**Provided records:**
== == ==

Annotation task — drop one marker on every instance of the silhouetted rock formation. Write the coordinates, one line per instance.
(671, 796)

== == ==

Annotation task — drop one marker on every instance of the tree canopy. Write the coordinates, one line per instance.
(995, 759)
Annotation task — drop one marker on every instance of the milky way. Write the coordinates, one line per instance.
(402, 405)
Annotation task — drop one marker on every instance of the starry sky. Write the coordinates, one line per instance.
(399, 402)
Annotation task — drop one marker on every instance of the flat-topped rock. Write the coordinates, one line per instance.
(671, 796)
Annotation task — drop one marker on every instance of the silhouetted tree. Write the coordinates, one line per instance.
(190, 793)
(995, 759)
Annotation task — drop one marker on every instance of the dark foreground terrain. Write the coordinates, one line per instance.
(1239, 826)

== == ==

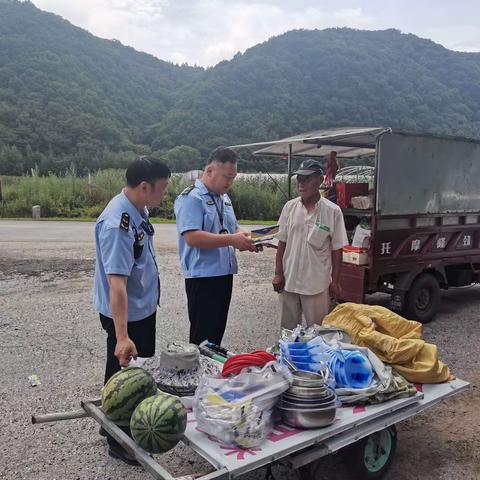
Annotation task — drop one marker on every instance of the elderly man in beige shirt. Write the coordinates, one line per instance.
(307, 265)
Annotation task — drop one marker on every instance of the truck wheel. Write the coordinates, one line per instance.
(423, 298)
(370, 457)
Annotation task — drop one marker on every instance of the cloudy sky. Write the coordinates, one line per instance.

== == ==

**Given exercise:** Tally the lines in the data above that contain the word "rock". What is the count? Reply with the number alone.

**Final answer:** 2